* EXERCISE TASK *
Repeat each of the items below word for word, leaving out the pictures.

* RECORD LIST *
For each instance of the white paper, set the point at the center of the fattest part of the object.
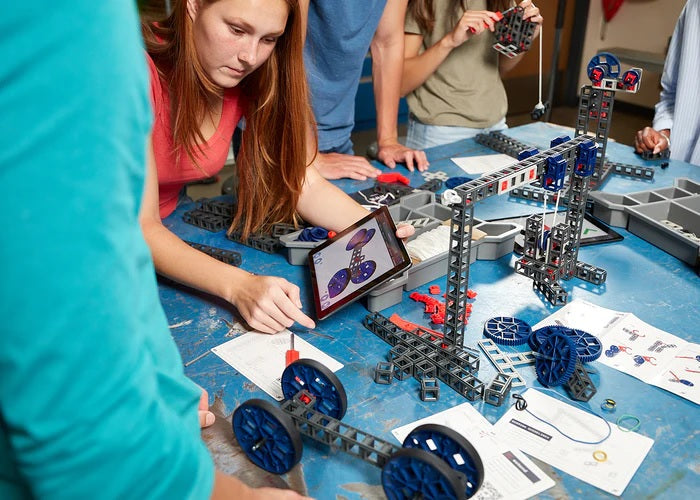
(508, 473)
(479, 165)
(636, 348)
(653, 356)
(261, 358)
(584, 316)
(623, 452)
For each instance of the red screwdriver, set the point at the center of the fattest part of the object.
(292, 355)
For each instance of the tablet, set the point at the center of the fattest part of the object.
(356, 260)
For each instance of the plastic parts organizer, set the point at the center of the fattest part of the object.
(668, 218)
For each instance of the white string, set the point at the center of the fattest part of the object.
(539, 103)
(544, 218)
(554, 222)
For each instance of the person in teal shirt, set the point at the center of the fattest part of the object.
(93, 399)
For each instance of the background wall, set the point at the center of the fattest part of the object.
(644, 25)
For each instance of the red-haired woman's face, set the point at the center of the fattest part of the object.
(235, 37)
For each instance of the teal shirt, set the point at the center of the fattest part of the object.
(93, 399)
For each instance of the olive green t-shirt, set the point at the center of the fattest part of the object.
(466, 90)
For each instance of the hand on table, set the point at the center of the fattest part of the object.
(652, 140)
(338, 166)
(206, 418)
(392, 152)
(269, 304)
(274, 494)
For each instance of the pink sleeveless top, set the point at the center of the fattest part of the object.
(172, 175)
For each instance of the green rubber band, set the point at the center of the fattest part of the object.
(628, 417)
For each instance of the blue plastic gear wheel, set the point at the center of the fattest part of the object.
(453, 449)
(505, 330)
(588, 347)
(415, 473)
(557, 359)
(267, 436)
(322, 383)
(538, 336)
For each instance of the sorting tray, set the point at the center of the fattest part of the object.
(672, 225)
(613, 209)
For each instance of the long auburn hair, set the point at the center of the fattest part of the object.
(273, 157)
(423, 11)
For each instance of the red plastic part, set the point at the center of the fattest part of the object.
(411, 327)
(393, 177)
(291, 356)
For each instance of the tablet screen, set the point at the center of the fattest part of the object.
(356, 260)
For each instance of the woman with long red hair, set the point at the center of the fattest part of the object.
(213, 62)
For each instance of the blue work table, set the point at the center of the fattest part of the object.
(642, 279)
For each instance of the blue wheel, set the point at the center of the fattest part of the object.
(415, 473)
(505, 330)
(320, 382)
(453, 449)
(556, 361)
(267, 436)
(360, 239)
(339, 281)
(605, 63)
(364, 272)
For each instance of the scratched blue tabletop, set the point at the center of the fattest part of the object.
(642, 279)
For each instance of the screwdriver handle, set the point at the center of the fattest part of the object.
(291, 355)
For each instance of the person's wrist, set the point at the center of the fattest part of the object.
(447, 43)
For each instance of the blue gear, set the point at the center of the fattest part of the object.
(588, 347)
(505, 330)
(557, 359)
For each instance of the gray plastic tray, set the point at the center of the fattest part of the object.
(387, 294)
(499, 239)
(612, 208)
(672, 225)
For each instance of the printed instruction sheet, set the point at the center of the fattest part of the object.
(636, 348)
(261, 358)
(609, 465)
(480, 165)
(508, 473)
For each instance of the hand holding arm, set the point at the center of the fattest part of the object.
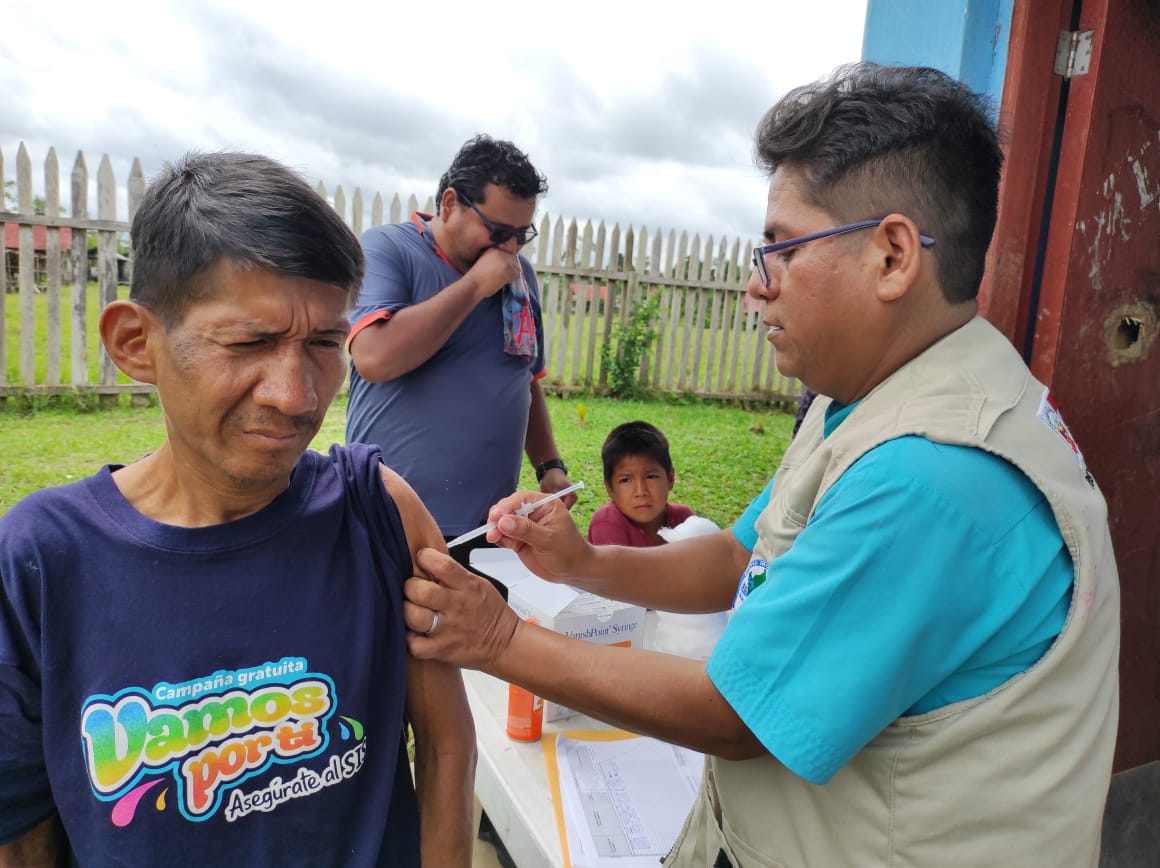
(669, 697)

* THE SOLUTION *
For each instance of the white paper, set the point at the center of the fattest part of the object.
(508, 473)
(479, 165)
(636, 348)
(653, 356)
(261, 358)
(584, 316)
(623, 452)
For each instance of the red screwdriver, set the point at the center of the fattest part of the object.
(292, 355)
For each instance of the tablet, set the point at the center of the fattest part of the object.
(356, 260)
For each instance of the plastic parts organizer, set the point at the center of the fattest part of the object.
(668, 218)
For each instance of the white string, set the point at the center of the fattest part of the object.
(539, 103)
(544, 218)
(554, 222)
For each instance of the person in teal shirt, set the point at the center of the fattest part of the object.
(93, 399)
For each instance of the background wall, set the point at the center of the fattest part of the object.
(644, 25)
For each instance of the red-haired woman's face, set the point at the center of the fattest part of the object.
(235, 37)
For each instance of the teal shirt, set the point at the center of the fattest part of the object.
(93, 399)
For each instance of the olive green t-shirt, set the point at the center of the fattest part of the object.
(466, 90)
For each instance of the hand on table, set the point at the center of the fattest part of the object.
(652, 140)
(338, 166)
(206, 418)
(392, 152)
(269, 304)
(274, 494)
For each instance of the pink sleeveless top, set the point at the center of the fattest part of the object.
(172, 175)
For each instance of the green rubber band, set the point at the center of the fattest part of the object.
(628, 417)
For each instance of the blue plastic gear wheel, set the point at the center of the fattest part of the object.
(453, 449)
(505, 330)
(588, 347)
(415, 473)
(557, 359)
(267, 436)
(322, 383)
(538, 336)
For each instance of the sorting tray, set the point at the center of the fattest part of the object.
(672, 225)
(613, 209)
For each instance of the long auburn hair, set the point at the center of the fattest part of the object.
(273, 157)
(423, 11)
For each instance of the red plastic part, set the point at the center of the fattest part of the object.
(411, 327)
(393, 177)
(291, 356)
For each instance of the tablet screen, set the point at the center of the fattest part of the object.
(356, 260)
For each instance of the woman with long red hair, set the point at the center of the fattest part of the object.
(213, 62)
For each instance of the blue work table, set the point at the center of the fattest part of the object.
(642, 279)
For each instance of the blue wheel, set the point at the center of the fattest part of the object.
(415, 473)
(505, 330)
(320, 382)
(453, 449)
(556, 361)
(267, 436)
(360, 239)
(339, 281)
(605, 63)
(364, 272)
For each instance of the scratched blue tabletop, set the point at the center of the fattest part of the object.
(642, 279)
For each instance of the screwdriver handle, set the point at the center of the fattest part of the object.
(291, 355)
For each instance of the person's wrist, set the point at the center of the fattest part of the object.
(447, 43)
For each instance of the blue gear, set the point at the center of the fattest part of the object.
(588, 347)
(505, 330)
(557, 359)
For each instance of the gray plastic tray, set the point at the center of the fattest part of the object.
(387, 294)
(499, 239)
(612, 208)
(672, 225)
For each instance of the printed instruction sheet, set the point at the center of the fattest part of the object.
(636, 348)
(261, 358)
(609, 465)
(480, 165)
(508, 473)
For each instance of the hand holding arm, set the point at the center of the fattest part of the object.
(669, 697)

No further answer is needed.